_Exercise prompt:_
Starting at the line that contains "If you could place a marker on the open car", print every remaining line of the entries, unchanged, and output nothing more.

_Stored data:_
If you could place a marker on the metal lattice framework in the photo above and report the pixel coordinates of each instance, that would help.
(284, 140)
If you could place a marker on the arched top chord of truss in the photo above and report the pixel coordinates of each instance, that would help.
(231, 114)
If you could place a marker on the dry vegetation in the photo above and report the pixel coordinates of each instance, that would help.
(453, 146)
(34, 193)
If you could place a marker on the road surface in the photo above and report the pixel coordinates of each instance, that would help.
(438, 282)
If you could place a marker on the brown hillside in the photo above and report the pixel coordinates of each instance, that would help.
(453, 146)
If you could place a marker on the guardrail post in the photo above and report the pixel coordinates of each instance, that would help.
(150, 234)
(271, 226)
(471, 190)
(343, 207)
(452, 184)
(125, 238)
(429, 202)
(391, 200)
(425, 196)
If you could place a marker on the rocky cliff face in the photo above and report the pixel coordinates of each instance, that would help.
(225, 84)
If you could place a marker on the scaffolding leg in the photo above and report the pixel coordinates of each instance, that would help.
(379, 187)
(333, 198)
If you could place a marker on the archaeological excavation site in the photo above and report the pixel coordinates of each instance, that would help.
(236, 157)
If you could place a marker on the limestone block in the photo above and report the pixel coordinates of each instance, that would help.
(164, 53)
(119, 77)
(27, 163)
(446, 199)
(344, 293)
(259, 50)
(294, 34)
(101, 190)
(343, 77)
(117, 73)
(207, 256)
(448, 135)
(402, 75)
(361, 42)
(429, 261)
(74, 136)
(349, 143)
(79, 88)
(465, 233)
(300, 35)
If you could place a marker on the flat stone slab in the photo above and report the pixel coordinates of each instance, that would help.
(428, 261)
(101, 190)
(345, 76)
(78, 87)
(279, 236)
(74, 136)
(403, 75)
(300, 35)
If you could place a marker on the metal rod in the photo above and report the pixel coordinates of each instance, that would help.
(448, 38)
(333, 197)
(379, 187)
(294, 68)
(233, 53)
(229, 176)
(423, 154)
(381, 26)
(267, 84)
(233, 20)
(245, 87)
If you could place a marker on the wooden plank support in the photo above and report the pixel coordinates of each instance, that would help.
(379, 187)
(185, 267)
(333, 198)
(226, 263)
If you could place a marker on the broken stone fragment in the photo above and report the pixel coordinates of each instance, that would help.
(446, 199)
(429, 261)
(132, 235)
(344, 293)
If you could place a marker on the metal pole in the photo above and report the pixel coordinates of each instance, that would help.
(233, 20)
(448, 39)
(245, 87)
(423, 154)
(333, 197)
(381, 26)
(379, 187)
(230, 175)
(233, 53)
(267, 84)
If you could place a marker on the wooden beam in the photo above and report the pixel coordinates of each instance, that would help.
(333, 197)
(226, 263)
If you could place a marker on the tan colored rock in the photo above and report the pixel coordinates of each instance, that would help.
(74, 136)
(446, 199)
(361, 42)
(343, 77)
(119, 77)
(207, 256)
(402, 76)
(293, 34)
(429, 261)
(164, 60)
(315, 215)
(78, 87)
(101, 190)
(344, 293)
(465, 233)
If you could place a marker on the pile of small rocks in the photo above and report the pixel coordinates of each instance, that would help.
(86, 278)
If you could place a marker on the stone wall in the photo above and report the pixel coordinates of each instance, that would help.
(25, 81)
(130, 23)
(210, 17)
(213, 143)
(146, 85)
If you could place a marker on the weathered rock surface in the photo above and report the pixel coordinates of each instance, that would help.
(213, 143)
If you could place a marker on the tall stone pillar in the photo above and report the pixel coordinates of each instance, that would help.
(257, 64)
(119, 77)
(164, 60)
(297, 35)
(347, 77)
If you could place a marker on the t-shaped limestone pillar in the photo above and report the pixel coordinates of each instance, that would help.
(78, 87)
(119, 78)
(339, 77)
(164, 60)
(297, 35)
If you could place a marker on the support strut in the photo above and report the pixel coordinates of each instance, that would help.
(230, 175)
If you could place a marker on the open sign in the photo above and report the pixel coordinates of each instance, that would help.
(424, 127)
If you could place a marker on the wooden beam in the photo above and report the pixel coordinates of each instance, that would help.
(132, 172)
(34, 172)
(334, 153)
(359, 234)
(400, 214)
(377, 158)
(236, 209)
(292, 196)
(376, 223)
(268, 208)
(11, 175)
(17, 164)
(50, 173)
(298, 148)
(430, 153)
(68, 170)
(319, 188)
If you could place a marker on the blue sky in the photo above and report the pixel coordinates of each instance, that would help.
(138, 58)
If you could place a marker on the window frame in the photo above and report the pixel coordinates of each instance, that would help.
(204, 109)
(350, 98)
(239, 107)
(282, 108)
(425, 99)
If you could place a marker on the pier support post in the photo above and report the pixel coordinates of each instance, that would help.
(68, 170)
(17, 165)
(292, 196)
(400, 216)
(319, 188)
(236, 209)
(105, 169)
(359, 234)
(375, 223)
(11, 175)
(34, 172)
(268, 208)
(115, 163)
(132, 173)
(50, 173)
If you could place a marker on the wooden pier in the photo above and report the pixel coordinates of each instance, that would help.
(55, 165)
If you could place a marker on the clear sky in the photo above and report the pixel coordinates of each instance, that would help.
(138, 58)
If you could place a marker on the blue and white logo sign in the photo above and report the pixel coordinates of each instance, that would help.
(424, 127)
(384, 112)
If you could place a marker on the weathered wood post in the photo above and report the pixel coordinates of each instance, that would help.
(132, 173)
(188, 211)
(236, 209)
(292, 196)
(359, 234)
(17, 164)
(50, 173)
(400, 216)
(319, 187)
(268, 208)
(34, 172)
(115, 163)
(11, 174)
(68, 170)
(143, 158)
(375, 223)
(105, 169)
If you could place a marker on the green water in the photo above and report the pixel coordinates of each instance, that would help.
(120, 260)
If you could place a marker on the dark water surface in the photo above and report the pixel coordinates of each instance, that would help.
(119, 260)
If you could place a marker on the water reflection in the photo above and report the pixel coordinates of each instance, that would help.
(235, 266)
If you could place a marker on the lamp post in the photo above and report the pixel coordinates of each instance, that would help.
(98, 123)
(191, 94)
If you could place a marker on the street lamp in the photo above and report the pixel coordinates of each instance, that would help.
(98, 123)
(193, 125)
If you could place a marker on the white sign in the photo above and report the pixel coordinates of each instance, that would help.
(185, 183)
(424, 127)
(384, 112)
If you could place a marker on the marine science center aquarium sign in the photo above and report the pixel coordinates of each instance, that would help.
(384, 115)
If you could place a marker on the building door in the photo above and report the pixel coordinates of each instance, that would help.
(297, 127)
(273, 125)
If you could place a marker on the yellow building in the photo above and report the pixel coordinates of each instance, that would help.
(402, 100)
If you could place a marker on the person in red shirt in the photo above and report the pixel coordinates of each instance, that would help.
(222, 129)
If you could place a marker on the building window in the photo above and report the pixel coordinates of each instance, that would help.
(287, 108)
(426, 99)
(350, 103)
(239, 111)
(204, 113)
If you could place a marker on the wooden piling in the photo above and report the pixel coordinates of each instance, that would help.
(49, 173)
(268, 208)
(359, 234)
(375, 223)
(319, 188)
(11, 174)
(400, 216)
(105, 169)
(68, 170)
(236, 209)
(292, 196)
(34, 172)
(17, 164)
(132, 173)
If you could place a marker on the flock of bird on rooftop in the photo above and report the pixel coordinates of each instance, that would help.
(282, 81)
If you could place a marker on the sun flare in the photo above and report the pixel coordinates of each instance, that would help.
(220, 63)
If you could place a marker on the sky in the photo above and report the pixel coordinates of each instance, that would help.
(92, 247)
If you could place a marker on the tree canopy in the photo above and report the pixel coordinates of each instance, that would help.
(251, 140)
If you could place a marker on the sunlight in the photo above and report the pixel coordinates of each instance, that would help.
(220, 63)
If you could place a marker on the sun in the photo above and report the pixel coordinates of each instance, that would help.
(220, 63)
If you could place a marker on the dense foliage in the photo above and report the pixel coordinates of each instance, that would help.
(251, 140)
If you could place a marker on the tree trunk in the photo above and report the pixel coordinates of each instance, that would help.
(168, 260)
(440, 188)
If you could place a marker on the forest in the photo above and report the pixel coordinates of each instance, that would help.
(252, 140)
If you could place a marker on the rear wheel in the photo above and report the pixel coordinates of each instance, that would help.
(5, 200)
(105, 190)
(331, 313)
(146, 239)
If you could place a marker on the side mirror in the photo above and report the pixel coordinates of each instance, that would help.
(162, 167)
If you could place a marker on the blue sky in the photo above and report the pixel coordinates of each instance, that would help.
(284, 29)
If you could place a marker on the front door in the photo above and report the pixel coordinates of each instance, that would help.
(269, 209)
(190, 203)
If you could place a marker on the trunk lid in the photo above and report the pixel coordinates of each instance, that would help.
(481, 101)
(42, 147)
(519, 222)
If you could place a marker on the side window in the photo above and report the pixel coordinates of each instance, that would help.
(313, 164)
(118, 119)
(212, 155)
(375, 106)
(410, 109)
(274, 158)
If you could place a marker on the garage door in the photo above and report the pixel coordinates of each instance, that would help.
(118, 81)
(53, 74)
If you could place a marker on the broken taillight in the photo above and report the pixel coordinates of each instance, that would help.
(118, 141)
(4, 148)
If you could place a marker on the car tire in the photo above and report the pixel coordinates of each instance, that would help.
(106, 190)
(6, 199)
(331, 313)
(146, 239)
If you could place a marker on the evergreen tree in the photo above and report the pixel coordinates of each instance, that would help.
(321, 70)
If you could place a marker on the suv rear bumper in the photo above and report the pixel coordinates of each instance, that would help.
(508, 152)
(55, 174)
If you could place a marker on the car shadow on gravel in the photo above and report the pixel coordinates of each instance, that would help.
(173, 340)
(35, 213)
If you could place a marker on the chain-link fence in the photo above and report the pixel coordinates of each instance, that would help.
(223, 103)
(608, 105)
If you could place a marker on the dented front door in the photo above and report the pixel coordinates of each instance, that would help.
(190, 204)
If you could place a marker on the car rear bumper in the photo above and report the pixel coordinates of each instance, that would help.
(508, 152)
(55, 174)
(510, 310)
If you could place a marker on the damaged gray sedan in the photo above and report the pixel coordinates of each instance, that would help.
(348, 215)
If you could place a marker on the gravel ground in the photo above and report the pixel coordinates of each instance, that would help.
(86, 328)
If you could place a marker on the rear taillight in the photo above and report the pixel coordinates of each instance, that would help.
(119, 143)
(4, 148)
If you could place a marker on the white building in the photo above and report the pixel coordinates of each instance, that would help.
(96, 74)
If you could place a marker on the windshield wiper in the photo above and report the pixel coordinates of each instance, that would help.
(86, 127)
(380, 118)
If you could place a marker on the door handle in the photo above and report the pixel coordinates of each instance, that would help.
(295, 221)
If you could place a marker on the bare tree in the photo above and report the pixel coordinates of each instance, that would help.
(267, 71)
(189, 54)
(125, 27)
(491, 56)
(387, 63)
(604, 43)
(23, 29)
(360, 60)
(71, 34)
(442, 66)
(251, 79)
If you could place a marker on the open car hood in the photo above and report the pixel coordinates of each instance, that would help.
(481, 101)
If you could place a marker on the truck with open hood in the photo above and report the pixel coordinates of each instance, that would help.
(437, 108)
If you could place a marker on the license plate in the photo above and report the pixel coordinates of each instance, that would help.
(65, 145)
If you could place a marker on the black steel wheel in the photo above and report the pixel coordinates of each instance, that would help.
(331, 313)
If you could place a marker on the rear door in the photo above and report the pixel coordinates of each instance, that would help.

_Written solution:_
If you could place a marker on the open car hood in the photo above and report the pixel coordinates of each instance, that would help.
(481, 101)
If you could place a marker on the truck with open hood in the photo above and report the pixel coordinates of each instance, that would help.
(437, 108)
If you could place a marker on the license plate in the photo above and report the pixel coordinates of each instance, that would help.
(65, 145)
If you could place a marker on the black steel wheel in the photo above and report the pixel coordinates of each instance, that would help.
(331, 313)
If you could place a marker on the rear door in the photo above and report the pixel coordinates of each instance, that would help.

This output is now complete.